(BRIEF): Beginning with the line that includes "Where can the fisherman" and ending with the last line of the listing below, write out each line exactly, with no other output.

(AVAILABLE DATA):
▼

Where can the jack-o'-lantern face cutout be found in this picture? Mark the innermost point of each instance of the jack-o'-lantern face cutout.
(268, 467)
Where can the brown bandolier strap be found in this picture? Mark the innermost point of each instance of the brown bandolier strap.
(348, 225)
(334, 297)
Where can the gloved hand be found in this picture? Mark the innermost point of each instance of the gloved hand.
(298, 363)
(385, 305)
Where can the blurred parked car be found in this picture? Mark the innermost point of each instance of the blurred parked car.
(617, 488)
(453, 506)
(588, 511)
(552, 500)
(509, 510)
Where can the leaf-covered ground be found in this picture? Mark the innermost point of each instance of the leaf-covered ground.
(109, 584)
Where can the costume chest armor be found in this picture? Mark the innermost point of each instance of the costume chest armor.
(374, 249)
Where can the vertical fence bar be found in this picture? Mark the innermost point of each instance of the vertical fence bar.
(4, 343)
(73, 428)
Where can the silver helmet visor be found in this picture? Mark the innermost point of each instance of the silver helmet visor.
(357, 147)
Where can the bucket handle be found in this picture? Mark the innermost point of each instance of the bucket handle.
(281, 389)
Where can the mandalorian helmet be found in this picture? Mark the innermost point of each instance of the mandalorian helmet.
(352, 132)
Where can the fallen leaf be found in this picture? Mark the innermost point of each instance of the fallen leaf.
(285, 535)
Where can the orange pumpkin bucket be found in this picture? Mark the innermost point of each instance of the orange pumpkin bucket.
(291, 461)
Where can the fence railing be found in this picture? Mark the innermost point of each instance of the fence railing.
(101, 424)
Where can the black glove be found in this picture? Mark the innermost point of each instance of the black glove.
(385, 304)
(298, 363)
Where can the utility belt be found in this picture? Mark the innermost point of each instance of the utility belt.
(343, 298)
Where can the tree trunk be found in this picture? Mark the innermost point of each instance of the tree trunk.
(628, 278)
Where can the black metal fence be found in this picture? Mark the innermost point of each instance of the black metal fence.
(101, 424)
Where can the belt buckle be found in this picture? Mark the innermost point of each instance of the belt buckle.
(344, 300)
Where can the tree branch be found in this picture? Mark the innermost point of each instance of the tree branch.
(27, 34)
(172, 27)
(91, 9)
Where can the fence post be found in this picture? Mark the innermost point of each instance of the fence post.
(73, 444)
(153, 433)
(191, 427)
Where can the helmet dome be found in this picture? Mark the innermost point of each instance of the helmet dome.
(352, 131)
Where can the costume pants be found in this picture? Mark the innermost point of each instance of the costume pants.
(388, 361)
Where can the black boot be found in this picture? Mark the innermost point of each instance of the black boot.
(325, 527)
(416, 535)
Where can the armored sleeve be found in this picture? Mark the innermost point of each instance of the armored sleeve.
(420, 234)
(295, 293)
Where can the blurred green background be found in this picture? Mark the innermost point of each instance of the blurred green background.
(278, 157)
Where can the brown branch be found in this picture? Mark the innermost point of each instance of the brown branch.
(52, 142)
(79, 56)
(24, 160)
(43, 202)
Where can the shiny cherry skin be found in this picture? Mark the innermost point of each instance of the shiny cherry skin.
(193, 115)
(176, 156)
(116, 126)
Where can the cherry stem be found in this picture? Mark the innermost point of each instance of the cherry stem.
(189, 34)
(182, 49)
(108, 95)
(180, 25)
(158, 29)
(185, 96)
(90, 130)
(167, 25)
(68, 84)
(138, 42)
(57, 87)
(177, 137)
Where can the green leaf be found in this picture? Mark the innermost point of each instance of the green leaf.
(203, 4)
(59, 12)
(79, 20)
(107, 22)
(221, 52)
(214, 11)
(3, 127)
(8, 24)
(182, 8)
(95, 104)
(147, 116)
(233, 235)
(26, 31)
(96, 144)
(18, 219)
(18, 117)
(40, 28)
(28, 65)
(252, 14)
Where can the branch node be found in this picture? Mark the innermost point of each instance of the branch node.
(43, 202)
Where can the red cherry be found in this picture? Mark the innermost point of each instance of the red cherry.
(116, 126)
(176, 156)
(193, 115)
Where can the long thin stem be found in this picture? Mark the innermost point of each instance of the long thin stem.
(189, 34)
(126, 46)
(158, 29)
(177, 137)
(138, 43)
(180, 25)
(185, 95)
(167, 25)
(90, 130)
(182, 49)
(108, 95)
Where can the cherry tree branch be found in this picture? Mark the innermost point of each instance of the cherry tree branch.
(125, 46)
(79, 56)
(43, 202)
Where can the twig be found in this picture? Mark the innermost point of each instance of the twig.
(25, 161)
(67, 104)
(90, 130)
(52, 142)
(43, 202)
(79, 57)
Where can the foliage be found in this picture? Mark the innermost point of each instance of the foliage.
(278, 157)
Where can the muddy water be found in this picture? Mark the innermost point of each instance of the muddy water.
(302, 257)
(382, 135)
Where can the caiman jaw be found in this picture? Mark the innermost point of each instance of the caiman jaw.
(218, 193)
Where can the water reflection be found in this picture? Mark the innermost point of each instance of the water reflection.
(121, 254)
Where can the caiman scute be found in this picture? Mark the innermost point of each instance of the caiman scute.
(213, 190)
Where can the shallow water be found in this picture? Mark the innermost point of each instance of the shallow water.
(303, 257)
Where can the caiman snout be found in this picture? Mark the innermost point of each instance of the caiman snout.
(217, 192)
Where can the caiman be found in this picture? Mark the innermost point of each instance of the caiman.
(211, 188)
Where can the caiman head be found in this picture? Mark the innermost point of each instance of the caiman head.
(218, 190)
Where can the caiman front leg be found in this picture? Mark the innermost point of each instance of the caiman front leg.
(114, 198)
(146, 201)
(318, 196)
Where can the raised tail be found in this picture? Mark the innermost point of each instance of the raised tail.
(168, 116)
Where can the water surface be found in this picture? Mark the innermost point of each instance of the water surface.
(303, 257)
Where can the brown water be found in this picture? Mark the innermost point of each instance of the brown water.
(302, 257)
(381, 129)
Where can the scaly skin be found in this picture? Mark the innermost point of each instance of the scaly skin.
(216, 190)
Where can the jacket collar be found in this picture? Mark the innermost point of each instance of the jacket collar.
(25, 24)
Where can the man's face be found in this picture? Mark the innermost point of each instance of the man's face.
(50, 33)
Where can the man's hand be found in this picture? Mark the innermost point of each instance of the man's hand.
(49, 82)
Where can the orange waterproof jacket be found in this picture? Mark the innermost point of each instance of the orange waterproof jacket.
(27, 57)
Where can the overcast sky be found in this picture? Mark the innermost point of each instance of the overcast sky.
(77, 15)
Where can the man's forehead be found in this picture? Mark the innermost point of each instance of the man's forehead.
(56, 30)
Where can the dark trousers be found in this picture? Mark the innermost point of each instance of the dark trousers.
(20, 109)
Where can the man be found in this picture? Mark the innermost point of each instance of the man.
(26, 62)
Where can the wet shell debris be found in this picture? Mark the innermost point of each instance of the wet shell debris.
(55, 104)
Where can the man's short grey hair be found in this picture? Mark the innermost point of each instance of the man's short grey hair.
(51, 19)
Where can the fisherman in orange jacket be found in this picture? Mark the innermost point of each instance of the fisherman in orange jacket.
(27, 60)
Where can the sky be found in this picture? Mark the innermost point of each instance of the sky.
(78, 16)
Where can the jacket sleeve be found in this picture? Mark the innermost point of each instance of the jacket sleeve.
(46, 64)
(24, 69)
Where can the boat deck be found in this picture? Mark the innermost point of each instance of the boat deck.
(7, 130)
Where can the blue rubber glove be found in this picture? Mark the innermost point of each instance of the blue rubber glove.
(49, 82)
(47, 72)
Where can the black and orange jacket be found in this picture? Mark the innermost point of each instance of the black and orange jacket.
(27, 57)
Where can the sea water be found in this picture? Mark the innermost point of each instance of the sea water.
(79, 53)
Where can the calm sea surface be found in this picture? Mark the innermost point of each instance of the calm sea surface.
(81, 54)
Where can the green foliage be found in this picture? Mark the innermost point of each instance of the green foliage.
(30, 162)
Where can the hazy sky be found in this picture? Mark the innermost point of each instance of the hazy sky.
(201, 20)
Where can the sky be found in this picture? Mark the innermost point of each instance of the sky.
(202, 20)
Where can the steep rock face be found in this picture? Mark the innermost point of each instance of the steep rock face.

▲

(SOLUTION TO THIS TASK):
Where can the fisherman in orange jacket be found in this picture? Mark the innermost point of each instance of the fisherman in orange jacket.
(27, 60)
Where can the sky be found in this picture? Mark the innermost point of each instance of the sky.
(78, 16)
Where can the jacket sleeve be found in this picture? Mark the innermost point of each instance of the jacket sleeve.
(46, 64)
(24, 69)
Where can the boat deck be found in this picture? Mark the innermost point of each instance of the boat deck.
(7, 130)
Where can the blue rubber glove be found in this picture? Mark the innermost point of each instance of the blue rubber glove.
(49, 82)
(47, 72)
Where can the black and orange jacket be found in this picture? Mark the innermost point of each instance of the black and orange jacket.
(27, 57)
Where can the sea water be found in this picture? Mark the innermost point of each instance of the sea water.
(79, 53)
Where can the calm sea surface be found in this picture? Mark the innermost point of each instance of the calm sea surface.
(81, 54)
Where can the green foliage be found in this picture? Mark the innermost point of each instance of the green foliage.
(30, 162)
Where can the hazy sky be found in this picture? Mark the innermost point of each instance of the hazy sky.
(201, 20)
Where can the sky be found in this picture? Mark the innermost point of each instance of the sky.
(202, 20)
Where can the steep rock face be found in this picture? Mark the innermost point of each instance of the steep rock face.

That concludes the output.